*TASK DETAILS*. Once you find the line containing "Can you find the white road", please retype it and every line after it to the end of the entries, exactly and with nothing added.

-*-*-

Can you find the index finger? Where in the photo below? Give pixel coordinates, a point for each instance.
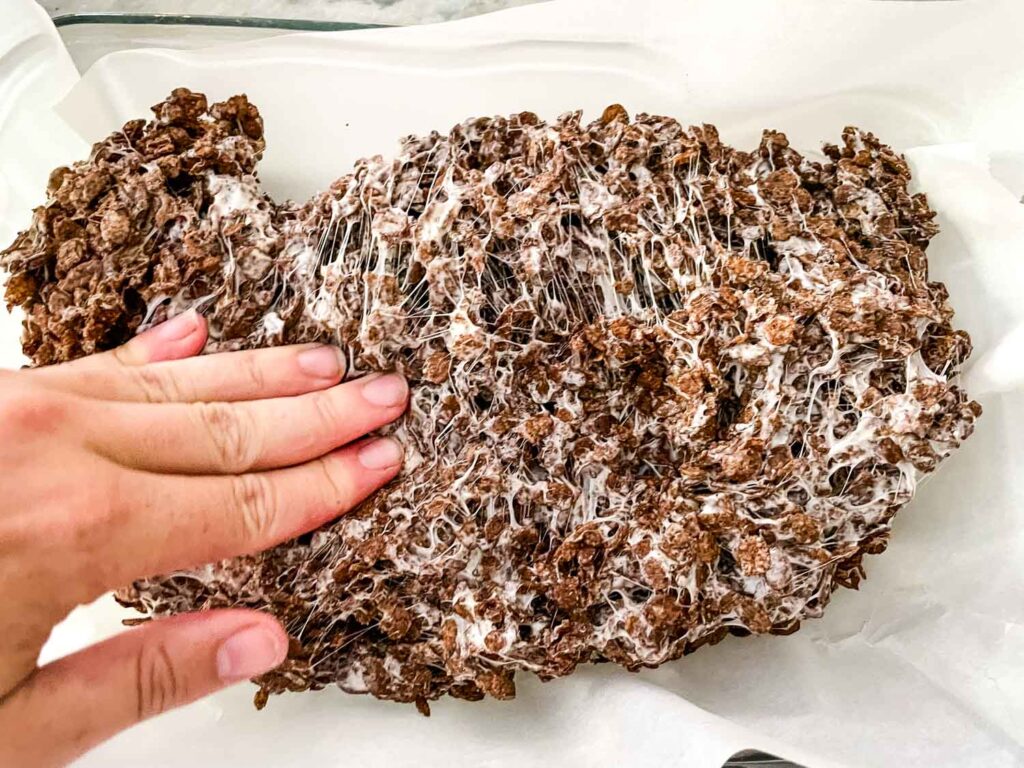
(170, 522)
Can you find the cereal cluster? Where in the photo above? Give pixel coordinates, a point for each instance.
(663, 390)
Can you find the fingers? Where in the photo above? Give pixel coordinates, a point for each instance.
(179, 337)
(74, 704)
(170, 522)
(229, 376)
(236, 437)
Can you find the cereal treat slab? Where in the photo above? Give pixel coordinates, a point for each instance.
(663, 390)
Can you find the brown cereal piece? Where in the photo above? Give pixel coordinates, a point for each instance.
(648, 371)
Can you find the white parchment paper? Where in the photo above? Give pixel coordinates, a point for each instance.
(925, 665)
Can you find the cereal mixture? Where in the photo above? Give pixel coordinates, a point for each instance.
(663, 390)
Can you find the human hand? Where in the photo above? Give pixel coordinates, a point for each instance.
(146, 460)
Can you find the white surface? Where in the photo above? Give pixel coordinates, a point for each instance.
(364, 11)
(925, 666)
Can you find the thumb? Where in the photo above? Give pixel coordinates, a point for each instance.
(78, 701)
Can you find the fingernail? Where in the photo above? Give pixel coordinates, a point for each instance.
(250, 652)
(322, 363)
(386, 390)
(177, 328)
(380, 454)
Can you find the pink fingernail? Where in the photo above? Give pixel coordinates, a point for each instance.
(380, 454)
(322, 363)
(177, 328)
(386, 391)
(250, 652)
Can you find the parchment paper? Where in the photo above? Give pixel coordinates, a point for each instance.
(925, 665)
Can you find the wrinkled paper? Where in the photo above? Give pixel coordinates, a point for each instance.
(925, 665)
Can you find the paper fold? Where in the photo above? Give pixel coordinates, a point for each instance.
(923, 666)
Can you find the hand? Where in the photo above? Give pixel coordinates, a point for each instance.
(143, 461)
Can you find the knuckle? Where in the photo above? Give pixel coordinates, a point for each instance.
(231, 434)
(159, 685)
(156, 385)
(253, 499)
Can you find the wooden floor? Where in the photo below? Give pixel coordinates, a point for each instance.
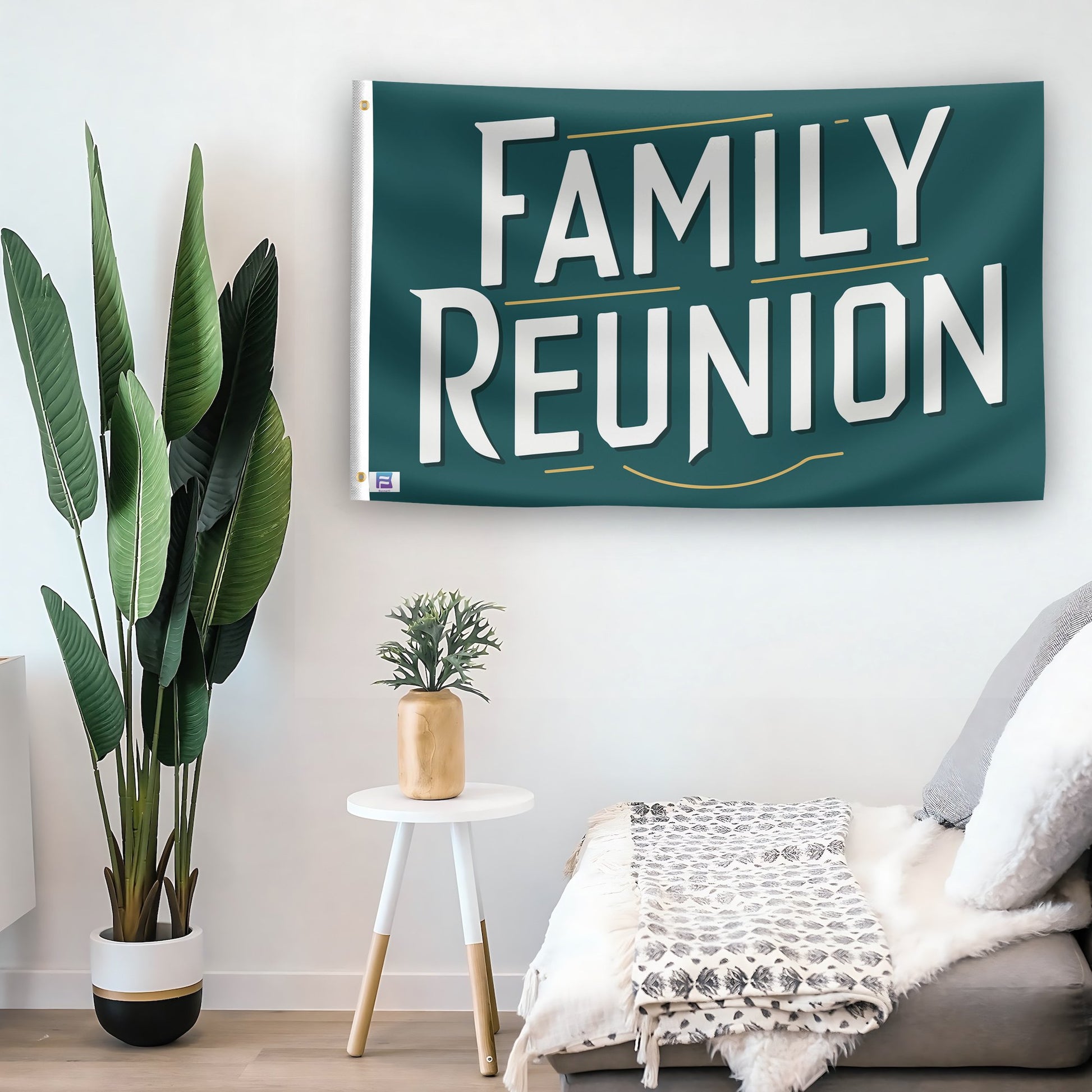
(66, 1051)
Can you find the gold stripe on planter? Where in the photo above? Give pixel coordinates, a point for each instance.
(153, 995)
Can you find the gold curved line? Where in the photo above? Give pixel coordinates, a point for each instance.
(735, 485)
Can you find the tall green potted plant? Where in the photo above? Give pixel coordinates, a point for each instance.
(197, 508)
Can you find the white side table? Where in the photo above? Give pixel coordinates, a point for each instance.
(476, 803)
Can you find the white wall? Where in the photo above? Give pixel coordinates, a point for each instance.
(649, 653)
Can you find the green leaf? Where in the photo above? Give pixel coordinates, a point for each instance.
(183, 715)
(237, 557)
(45, 344)
(112, 323)
(195, 359)
(97, 690)
(225, 647)
(160, 635)
(215, 450)
(138, 525)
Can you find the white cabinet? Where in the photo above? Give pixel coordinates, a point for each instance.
(17, 847)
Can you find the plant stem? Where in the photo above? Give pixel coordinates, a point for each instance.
(91, 592)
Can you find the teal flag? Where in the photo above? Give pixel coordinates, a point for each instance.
(708, 300)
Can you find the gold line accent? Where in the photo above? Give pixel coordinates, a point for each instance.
(593, 295)
(851, 269)
(152, 995)
(678, 125)
(735, 485)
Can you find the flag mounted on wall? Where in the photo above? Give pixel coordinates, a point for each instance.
(710, 300)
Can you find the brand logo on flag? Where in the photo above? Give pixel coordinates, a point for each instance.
(384, 482)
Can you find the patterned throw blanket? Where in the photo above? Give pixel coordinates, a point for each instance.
(750, 920)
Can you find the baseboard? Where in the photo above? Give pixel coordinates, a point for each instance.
(270, 990)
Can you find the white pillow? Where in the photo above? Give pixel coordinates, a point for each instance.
(1034, 819)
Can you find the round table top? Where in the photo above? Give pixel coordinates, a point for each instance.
(478, 801)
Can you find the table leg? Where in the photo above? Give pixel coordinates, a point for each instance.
(475, 950)
(485, 948)
(384, 917)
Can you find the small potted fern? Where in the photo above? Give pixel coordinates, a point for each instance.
(446, 636)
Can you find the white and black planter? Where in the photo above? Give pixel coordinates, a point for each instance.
(146, 994)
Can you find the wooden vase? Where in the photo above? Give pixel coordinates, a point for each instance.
(432, 758)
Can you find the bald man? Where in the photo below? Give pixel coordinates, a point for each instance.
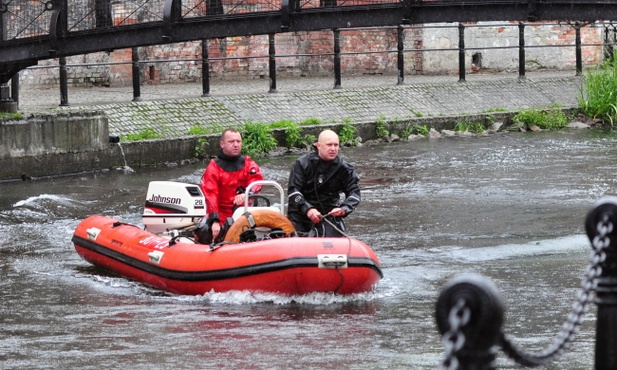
(316, 182)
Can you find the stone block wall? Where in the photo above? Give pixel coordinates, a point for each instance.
(429, 49)
(47, 145)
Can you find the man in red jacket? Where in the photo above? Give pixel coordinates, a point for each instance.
(226, 178)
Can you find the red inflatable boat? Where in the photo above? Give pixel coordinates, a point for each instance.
(287, 265)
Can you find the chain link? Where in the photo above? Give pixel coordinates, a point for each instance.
(454, 339)
(588, 285)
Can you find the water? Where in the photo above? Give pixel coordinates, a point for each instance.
(510, 207)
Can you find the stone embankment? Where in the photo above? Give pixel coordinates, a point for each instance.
(172, 110)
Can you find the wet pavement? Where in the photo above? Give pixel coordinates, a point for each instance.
(171, 110)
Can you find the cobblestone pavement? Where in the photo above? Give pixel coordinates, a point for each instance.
(172, 110)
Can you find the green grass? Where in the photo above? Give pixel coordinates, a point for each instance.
(347, 134)
(465, 126)
(598, 98)
(6, 115)
(546, 119)
(145, 134)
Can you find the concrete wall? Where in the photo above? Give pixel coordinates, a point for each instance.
(309, 54)
(45, 145)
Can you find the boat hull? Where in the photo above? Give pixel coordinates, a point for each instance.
(288, 265)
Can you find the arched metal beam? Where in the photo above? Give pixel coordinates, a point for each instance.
(171, 15)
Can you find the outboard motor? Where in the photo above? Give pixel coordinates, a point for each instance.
(172, 205)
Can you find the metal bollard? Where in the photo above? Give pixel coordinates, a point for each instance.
(601, 230)
(469, 314)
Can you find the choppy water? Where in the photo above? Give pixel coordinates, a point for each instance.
(510, 207)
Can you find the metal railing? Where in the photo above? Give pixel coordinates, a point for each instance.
(336, 55)
(469, 310)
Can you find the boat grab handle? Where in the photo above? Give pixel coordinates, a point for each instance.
(265, 182)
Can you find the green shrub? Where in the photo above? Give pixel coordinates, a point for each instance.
(11, 115)
(465, 126)
(598, 96)
(201, 148)
(198, 130)
(311, 121)
(293, 133)
(420, 130)
(380, 127)
(348, 134)
(547, 119)
(145, 134)
(257, 138)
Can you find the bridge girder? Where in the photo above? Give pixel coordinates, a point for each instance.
(20, 53)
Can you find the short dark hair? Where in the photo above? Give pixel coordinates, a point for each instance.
(229, 129)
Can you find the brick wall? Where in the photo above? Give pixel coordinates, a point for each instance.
(431, 49)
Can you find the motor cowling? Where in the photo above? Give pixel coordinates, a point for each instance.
(172, 205)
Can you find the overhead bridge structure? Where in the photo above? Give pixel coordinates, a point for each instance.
(33, 30)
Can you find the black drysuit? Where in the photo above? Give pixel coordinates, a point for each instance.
(315, 183)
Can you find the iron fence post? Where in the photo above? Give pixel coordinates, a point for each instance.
(64, 88)
(135, 72)
(400, 54)
(461, 52)
(337, 58)
(205, 68)
(272, 62)
(521, 50)
(15, 89)
(477, 337)
(579, 52)
(606, 289)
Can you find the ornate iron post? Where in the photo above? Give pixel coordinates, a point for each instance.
(64, 88)
(337, 58)
(469, 315)
(461, 52)
(136, 77)
(579, 51)
(272, 62)
(400, 46)
(205, 68)
(601, 230)
(521, 50)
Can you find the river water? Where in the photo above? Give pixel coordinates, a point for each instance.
(509, 206)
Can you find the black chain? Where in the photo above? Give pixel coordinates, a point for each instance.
(454, 339)
(600, 242)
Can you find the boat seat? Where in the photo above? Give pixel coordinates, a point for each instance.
(240, 211)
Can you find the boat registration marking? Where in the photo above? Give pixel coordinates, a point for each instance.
(331, 261)
(93, 233)
(156, 256)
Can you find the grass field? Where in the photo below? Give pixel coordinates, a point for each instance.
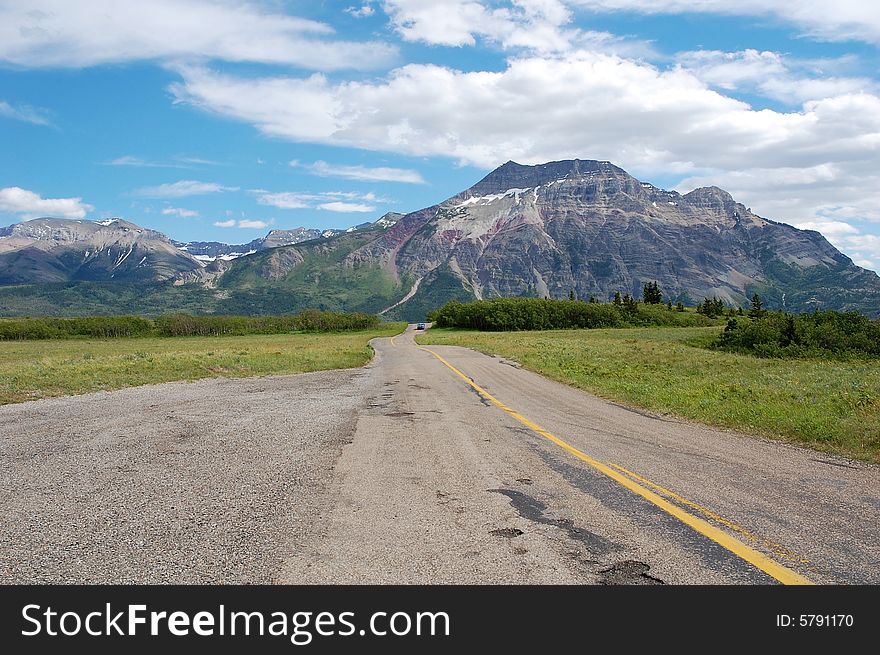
(831, 406)
(42, 369)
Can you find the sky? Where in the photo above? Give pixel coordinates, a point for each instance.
(222, 119)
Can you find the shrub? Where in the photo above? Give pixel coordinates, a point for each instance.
(821, 334)
(507, 314)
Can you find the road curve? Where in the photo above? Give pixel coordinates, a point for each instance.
(445, 482)
(426, 466)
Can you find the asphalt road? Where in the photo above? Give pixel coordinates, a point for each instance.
(440, 466)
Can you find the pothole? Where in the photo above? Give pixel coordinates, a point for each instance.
(627, 572)
(506, 533)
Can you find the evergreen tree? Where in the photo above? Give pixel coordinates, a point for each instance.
(651, 293)
(757, 309)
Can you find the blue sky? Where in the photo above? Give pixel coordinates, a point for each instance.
(220, 120)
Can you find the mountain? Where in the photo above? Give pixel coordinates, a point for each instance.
(578, 225)
(211, 250)
(590, 227)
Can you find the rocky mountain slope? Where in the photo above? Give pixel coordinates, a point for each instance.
(591, 228)
(547, 230)
(62, 250)
(211, 250)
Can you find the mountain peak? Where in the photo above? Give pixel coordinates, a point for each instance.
(512, 175)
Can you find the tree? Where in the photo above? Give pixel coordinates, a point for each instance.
(757, 309)
(651, 293)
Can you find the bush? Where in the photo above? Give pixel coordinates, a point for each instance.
(60, 328)
(507, 314)
(821, 334)
(179, 325)
(310, 320)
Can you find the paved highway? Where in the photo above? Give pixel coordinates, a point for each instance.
(430, 465)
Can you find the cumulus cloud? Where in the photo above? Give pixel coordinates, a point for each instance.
(249, 224)
(815, 162)
(362, 173)
(15, 200)
(182, 189)
(361, 12)
(538, 25)
(346, 207)
(771, 75)
(335, 201)
(60, 33)
(540, 109)
(25, 113)
(178, 211)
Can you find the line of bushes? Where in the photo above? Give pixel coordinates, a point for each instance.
(507, 314)
(61, 328)
(310, 320)
(177, 325)
(829, 333)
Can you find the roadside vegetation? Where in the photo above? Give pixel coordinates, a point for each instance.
(178, 325)
(31, 369)
(512, 314)
(829, 404)
(820, 335)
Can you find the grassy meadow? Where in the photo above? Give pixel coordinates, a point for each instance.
(832, 406)
(59, 367)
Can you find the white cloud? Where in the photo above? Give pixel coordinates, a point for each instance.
(182, 189)
(287, 200)
(346, 207)
(61, 33)
(179, 162)
(328, 200)
(15, 200)
(25, 113)
(538, 25)
(362, 173)
(361, 12)
(178, 211)
(842, 20)
(248, 224)
(818, 162)
(770, 74)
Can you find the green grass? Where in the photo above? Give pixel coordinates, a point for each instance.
(44, 369)
(832, 406)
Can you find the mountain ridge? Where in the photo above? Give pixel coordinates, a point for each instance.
(581, 226)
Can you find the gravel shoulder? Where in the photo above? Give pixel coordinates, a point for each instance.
(217, 481)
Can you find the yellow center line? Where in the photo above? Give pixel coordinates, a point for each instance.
(777, 549)
(755, 558)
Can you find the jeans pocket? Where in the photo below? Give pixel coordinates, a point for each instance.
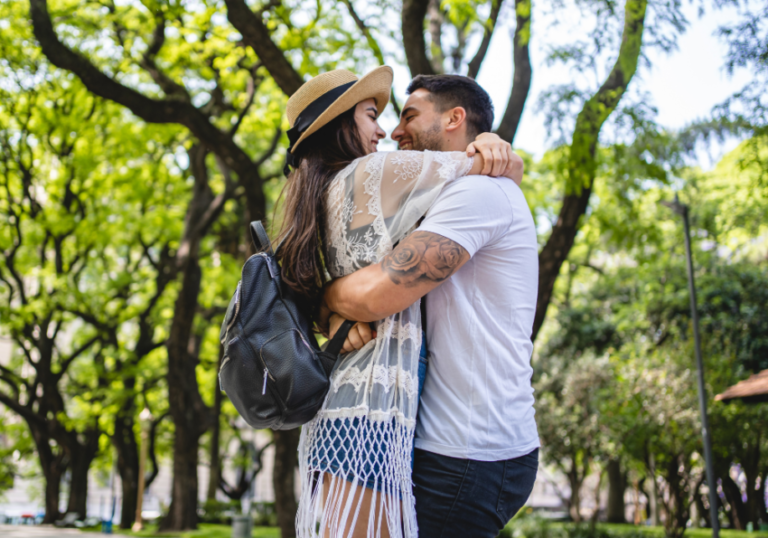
(519, 477)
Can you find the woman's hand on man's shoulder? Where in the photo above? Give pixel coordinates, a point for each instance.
(498, 158)
(359, 335)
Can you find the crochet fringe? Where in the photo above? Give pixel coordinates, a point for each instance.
(377, 451)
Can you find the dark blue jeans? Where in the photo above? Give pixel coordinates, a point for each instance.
(469, 498)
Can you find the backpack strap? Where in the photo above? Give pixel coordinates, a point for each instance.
(260, 238)
(337, 342)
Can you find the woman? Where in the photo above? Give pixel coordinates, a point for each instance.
(345, 208)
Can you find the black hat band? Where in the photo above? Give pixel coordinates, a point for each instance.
(308, 117)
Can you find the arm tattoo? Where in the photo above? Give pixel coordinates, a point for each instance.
(423, 257)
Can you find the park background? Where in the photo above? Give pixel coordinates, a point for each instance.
(137, 139)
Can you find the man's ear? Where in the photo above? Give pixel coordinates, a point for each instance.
(457, 117)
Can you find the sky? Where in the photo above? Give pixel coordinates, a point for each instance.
(684, 84)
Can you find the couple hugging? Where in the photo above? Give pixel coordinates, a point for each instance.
(396, 450)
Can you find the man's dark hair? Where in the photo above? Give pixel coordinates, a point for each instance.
(450, 91)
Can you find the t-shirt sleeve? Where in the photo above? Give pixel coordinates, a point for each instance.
(473, 211)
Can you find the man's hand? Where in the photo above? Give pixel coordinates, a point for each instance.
(359, 335)
(498, 157)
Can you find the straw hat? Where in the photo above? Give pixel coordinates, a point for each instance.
(330, 94)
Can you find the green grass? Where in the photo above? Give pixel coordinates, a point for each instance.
(618, 529)
(205, 530)
(658, 532)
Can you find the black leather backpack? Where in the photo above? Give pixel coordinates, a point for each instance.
(273, 370)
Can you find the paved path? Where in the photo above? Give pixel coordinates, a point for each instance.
(42, 531)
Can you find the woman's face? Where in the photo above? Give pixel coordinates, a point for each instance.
(366, 113)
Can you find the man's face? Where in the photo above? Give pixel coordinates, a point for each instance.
(421, 126)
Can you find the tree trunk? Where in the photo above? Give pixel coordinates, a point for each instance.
(414, 44)
(283, 480)
(574, 503)
(53, 465)
(215, 467)
(582, 163)
(733, 496)
(127, 450)
(763, 509)
(81, 456)
(182, 514)
(617, 485)
(653, 500)
(523, 72)
(187, 408)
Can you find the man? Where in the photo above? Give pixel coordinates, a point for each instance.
(475, 257)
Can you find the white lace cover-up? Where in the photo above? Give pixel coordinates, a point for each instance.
(364, 432)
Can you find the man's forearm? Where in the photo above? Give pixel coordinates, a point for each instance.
(362, 296)
(415, 267)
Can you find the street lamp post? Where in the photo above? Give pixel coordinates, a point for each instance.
(682, 210)
(145, 420)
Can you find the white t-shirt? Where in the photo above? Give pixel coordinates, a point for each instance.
(478, 400)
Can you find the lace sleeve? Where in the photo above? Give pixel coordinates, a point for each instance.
(379, 198)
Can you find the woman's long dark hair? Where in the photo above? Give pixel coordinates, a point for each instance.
(321, 155)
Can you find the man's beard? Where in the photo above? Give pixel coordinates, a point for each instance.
(431, 139)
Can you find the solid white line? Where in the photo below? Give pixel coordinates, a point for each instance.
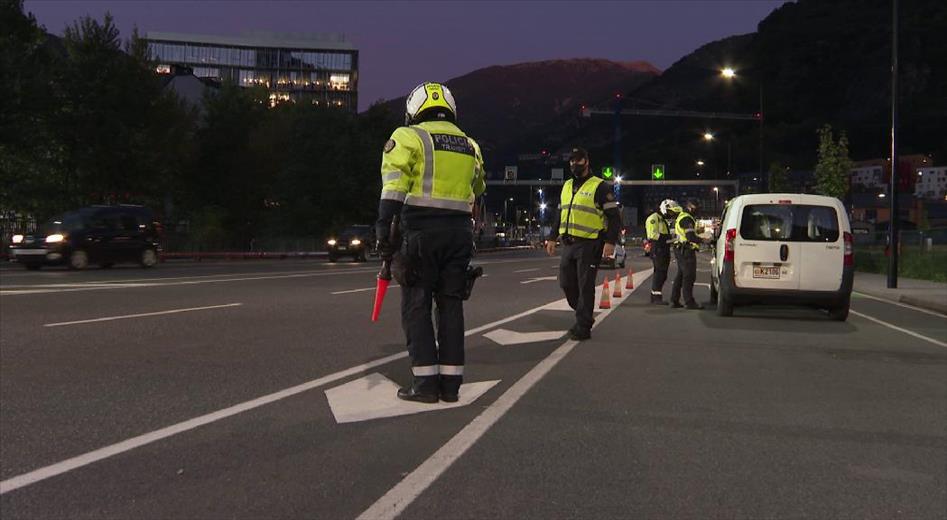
(899, 329)
(899, 304)
(127, 316)
(147, 438)
(394, 502)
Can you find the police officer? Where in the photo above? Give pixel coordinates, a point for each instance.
(686, 245)
(659, 235)
(589, 222)
(431, 174)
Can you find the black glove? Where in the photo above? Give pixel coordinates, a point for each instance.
(385, 249)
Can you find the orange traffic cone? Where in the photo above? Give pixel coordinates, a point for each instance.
(605, 303)
(630, 282)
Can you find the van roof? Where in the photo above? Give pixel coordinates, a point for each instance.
(774, 198)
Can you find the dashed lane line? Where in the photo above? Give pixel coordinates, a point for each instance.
(142, 315)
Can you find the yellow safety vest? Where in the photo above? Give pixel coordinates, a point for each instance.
(681, 231)
(656, 226)
(432, 164)
(578, 215)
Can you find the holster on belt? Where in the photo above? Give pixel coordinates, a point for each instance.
(472, 274)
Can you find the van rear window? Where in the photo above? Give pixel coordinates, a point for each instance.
(789, 223)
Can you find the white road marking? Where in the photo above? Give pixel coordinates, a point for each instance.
(142, 315)
(375, 396)
(394, 502)
(539, 279)
(899, 329)
(899, 304)
(85, 459)
(511, 337)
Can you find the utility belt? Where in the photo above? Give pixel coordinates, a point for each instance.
(569, 239)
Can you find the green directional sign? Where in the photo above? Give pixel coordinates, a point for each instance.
(657, 172)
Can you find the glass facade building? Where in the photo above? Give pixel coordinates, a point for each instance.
(321, 69)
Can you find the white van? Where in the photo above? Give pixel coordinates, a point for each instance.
(783, 248)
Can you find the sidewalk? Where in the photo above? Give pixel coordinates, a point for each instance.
(920, 293)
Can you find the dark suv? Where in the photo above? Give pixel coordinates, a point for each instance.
(103, 235)
(354, 241)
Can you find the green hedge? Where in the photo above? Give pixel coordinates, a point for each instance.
(911, 264)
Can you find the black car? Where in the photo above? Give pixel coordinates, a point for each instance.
(354, 241)
(103, 235)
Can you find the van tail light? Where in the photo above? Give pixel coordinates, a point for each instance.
(849, 249)
(728, 245)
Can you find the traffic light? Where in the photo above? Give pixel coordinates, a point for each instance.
(657, 172)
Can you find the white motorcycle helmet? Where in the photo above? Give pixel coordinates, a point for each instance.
(668, 206)
(429, 96)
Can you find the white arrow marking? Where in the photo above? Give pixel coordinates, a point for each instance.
(540, 279)
(510, 337)
(375, 396)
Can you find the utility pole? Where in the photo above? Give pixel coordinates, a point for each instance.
(893, 223)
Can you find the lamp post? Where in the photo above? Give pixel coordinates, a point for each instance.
(729, 74)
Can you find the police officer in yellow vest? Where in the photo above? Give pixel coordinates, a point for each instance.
(431, 174)
(659, 235)
(686, 245)
(589, 223)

-*-*-

*RESPONSE BELOW*.
Can you find the white road marking? Where in the photo above? Give pixel coordinates, a point for each instance.
(142, 315)
(375, 396)
(394, 502)
(539, 279)
(899, 329)
(899, 304)
(85, 459)
(511, 337)
Can you find the utility belt? Where in the photo above? Give pixel coordinates, a point for each instance.
(569, 239)
Can you find the green directional sign? Where in the photo above? Give pixel coordinates, a point for each instance.
(657, 172)
Can you find the glass facade building? Where in the photo above? Give pixel coordinates, a point for each instance.
(321, 69)
Can you find the white van? Where in the photo above? Give pixel coordinates, a point for each instance.
(783, 248)
Can you find the sidewalk? Where in the photo above? Give pixel coordinates, a point for each instance.
(920, 293)
Can you find the dark suv? Where in the photo above? Give pixel coordinates, a point for each instance.
(103, 235)
(354, 241)
Can you find the green hedge? Where in the photo above? Give pixel coordinates, a point for each instance.
(911, 264)
Can you find the black car? Where in the photo above? Give pixel coordinates, a point for each instance.
(354, 241)
(103, 235)
Can you find the van tail light? Where in the photo above? Give pixel coordinates, a point for each instance.
(849, 249)
(728, 245)
Can you find the traffic light? Where in the photo above? Give pixel coordinates, a point for each instance.
(657, 172)
Can you find the white motorcycle helmet? Where in the photo above? Give pixel coordinates, a point for each instance.
(668, 206)
(429, 96)
Can you find the white arrow marking? Where in the photo above? Give pixel coordinates, a point for each instance.
(540, 279)
(510, 337)
(375, 396)
Can you find the utility pole? Where in the photo above? Give pixel coordinates, a point for each instance.
(893, 223)
Can you find the lamp post? Where in the photo above? Give pixel coordinates, a point for each instance.
(729, 74)
Can you find the police officer in yellow vest? Where in the photo above? Give pixel coordinates, a point for each instance.
(431, 174)
(659, 235)
(686, 245)
(589, 223)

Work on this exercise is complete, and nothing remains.